+++ Task inputs

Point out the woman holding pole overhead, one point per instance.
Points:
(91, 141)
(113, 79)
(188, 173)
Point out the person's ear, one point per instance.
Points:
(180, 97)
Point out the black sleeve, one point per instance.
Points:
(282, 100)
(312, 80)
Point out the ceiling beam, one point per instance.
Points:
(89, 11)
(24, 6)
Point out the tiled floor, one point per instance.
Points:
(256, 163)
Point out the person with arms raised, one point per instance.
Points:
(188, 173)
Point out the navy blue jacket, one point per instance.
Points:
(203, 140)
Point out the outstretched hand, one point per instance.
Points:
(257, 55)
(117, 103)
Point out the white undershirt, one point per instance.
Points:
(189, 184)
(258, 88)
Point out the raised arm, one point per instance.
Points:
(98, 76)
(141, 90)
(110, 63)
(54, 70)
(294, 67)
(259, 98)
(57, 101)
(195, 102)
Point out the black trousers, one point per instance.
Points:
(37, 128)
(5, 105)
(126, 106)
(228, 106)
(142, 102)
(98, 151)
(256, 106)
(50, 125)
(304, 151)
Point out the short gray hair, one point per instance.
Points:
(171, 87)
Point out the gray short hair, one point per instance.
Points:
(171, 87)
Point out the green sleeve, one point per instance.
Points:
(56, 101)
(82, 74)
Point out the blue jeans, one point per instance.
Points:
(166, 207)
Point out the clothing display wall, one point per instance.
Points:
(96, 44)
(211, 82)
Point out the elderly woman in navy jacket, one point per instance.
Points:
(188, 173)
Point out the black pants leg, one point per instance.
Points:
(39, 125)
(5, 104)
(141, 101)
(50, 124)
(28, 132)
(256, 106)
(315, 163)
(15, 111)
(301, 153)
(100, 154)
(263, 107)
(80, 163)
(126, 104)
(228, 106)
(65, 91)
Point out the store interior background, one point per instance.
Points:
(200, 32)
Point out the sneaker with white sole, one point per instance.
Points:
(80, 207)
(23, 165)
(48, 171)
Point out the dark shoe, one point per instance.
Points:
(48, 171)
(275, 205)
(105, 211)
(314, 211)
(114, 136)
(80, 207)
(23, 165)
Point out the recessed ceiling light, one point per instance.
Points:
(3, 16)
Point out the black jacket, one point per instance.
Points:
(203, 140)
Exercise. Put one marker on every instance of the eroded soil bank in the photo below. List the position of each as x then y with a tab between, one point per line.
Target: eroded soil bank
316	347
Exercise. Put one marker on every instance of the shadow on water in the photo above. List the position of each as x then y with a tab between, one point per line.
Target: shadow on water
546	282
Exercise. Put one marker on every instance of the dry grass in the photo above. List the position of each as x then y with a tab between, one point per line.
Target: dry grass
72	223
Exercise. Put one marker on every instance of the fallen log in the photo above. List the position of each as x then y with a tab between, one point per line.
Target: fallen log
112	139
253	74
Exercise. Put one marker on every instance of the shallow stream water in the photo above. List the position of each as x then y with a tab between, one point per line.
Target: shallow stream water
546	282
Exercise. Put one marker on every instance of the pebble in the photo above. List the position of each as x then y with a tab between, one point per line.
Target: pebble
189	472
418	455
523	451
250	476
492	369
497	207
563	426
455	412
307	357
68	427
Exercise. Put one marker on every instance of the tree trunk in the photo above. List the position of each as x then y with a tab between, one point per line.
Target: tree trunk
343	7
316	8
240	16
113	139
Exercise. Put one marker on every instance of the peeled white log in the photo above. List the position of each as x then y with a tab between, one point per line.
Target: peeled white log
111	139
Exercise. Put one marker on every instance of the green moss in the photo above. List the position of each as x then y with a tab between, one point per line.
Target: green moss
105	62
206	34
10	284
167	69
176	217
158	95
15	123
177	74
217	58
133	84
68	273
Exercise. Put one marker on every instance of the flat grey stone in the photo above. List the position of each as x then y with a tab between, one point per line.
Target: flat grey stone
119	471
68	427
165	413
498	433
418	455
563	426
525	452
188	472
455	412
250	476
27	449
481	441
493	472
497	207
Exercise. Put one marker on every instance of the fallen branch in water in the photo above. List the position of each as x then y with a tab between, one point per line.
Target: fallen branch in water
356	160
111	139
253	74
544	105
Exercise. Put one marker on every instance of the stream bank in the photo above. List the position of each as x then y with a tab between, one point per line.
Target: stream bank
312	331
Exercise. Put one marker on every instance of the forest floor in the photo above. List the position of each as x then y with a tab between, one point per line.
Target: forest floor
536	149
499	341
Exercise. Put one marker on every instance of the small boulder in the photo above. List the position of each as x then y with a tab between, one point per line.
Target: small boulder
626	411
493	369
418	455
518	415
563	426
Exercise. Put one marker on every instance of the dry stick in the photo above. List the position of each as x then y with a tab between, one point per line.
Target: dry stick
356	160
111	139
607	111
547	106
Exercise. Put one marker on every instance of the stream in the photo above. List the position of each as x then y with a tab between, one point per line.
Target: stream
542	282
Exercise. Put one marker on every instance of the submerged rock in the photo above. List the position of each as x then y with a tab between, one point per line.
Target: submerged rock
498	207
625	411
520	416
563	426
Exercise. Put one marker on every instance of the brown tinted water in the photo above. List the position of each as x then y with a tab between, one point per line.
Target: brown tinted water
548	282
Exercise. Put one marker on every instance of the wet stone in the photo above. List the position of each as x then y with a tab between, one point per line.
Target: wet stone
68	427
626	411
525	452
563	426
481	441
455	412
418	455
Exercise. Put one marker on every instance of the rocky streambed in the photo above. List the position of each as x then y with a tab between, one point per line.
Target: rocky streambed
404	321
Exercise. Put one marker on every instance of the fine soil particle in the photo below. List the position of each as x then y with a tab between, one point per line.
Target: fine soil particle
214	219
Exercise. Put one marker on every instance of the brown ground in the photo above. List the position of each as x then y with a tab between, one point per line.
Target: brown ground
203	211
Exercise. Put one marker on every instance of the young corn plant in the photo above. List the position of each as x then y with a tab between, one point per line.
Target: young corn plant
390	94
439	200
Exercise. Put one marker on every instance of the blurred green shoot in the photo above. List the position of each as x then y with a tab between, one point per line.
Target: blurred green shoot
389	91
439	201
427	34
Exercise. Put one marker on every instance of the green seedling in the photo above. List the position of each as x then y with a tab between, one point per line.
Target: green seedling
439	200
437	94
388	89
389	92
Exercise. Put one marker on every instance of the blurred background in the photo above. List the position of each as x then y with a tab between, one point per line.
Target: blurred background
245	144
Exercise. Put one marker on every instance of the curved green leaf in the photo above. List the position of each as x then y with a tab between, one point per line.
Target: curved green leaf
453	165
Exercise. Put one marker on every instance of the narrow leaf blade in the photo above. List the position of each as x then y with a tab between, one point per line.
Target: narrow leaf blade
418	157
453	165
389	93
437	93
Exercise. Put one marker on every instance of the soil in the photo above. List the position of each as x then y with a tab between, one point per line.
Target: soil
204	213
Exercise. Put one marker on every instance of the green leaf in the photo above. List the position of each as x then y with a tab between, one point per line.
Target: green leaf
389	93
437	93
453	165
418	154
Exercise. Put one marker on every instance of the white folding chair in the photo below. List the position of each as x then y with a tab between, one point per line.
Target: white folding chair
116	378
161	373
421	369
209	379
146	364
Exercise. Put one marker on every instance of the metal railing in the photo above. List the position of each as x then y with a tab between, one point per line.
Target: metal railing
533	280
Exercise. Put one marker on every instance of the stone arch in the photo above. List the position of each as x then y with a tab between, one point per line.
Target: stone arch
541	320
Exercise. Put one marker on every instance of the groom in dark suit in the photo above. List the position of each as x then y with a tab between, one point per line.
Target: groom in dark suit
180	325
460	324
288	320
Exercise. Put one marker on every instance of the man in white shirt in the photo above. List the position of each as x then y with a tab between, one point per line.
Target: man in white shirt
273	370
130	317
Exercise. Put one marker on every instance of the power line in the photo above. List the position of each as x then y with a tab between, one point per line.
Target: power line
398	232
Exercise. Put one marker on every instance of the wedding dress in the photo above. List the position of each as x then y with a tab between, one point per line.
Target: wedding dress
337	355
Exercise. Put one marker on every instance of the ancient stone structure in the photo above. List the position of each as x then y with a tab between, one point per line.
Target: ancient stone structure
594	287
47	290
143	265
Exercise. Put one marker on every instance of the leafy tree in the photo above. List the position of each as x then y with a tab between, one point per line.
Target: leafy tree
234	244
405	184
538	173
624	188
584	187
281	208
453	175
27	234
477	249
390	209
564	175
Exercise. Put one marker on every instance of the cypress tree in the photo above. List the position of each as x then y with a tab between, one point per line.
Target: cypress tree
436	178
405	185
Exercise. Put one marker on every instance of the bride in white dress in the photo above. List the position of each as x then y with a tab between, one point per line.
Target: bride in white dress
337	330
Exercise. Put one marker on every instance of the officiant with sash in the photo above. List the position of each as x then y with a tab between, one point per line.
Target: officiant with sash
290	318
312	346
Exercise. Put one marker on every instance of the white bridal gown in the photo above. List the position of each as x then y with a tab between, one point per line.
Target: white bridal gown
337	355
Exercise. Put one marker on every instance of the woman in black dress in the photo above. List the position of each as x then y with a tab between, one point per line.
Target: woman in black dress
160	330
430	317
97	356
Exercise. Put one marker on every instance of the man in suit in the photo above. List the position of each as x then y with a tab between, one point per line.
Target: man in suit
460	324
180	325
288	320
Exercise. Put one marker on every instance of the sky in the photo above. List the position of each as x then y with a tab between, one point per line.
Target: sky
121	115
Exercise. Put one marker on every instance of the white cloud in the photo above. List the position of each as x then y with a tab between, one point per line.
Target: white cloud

++++++

### [Exercise brief]
What lines in the entries contain "short"? Report each one by copying it.

### [Written answer]
Point out the short gray hair, one point per instance.
Point out the gray short hair, one point per instance.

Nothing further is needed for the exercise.